» **SHORT TASK**
Copy out the material from its beginning through the line containing "x=231, y=24", shifting every x and y coordinate in the answers by 120 and leaving all other lines unchanged. Leave out the pictures.

» **MATERIAL FOR THIS TASK**
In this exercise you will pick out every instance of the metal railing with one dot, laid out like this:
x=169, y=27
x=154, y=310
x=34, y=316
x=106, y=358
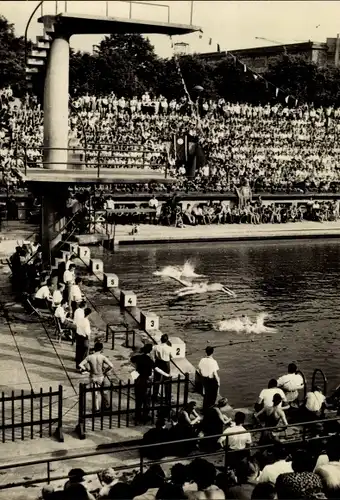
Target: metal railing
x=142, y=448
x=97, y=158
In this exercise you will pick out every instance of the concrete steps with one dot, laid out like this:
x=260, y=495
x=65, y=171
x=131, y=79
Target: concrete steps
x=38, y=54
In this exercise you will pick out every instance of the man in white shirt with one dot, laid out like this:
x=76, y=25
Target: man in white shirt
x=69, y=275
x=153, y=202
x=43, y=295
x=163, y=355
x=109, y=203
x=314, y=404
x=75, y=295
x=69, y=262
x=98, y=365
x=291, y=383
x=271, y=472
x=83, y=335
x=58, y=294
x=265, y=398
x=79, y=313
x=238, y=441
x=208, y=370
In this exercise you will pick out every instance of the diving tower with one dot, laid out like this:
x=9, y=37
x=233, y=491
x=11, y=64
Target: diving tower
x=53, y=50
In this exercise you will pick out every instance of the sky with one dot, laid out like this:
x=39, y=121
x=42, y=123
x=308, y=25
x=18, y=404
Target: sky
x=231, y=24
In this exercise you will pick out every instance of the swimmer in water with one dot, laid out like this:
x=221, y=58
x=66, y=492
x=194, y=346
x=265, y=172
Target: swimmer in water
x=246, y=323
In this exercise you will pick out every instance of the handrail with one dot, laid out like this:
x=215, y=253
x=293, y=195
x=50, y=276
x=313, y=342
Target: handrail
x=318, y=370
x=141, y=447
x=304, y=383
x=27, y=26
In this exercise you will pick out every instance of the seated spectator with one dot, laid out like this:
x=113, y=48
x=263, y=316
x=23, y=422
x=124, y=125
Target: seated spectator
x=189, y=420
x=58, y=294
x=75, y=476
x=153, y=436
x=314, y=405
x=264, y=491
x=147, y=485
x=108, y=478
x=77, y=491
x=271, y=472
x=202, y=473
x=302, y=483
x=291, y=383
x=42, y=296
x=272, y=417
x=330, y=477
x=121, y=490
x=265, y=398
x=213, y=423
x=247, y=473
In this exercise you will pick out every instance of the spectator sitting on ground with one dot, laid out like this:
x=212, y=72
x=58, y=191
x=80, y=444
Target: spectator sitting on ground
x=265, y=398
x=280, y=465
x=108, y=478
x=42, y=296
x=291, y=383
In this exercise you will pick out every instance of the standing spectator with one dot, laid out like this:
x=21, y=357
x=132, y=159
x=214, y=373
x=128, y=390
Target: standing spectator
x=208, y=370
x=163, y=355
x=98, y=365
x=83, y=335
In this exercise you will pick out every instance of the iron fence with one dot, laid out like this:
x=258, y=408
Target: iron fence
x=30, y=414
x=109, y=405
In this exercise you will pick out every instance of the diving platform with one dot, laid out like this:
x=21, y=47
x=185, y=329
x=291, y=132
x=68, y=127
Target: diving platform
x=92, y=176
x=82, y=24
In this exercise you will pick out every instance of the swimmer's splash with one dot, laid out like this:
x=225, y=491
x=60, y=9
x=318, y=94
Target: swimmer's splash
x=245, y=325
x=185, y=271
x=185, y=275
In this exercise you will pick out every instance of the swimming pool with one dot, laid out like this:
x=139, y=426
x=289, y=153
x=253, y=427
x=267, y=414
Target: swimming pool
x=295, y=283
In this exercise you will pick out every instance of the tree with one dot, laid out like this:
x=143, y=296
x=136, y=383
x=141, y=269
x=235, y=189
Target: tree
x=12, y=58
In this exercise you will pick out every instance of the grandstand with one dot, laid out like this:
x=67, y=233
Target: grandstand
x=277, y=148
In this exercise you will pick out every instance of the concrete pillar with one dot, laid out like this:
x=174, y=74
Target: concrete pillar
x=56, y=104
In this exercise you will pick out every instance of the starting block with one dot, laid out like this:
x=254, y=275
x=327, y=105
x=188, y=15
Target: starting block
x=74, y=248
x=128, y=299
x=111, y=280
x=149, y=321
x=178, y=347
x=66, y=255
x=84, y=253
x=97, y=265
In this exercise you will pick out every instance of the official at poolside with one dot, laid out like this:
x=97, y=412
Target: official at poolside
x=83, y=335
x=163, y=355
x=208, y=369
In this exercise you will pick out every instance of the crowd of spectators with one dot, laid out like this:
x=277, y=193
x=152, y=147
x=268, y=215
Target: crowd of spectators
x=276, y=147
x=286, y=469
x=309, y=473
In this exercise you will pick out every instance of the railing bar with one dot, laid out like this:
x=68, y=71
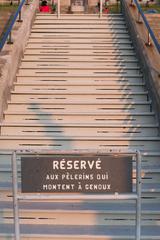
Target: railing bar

» **RESULT OF THIS EXERCISE**
In this exercise you will pick out every instance of the metal railing with one dot, laid out like this:
x=169, y=27
x=154, y=310
x=34, y=316
x=106, y=358
Target: metal railing
x=262, y=568
x=217, y=278
In this exercise you will pick out every instance of the concrete steps with one dot, laid out like this:
x=260, y=495
x=65, y=171
x=131, y=79
Target: concrete steps
x=158, y=174
In this exercise you will pick out every instance of the man in white shirt with one dot, laid out like this:
x=76, y=25
Target: man in white shirt
x=189, y=395
x=273, y=322
x=163, y=415
x=283, y=475
x=229, y=323
x=434, y=524
x=195, y=415
x=189, y=382
x=218, y=485
x=411, y=503
x=391, y=592
x=203, y=455
x=178, y=414
x=385, y=518
x=199, y=433
x=358, y=561
x=328, y=490
In this exercise you will pick out every instance of the diving tower with one dot, laid out like this:
x=9, y=37
x=233, y=491
x=11, y=64
Target: diving tower
x=173, y=170
In this exercise you will pick out every instance of the sky with one dot, laid out like this:
x=39, y=121
x=42, y=123
x=308, y=25
x=18, y=404
Target: sky
x=351, y=144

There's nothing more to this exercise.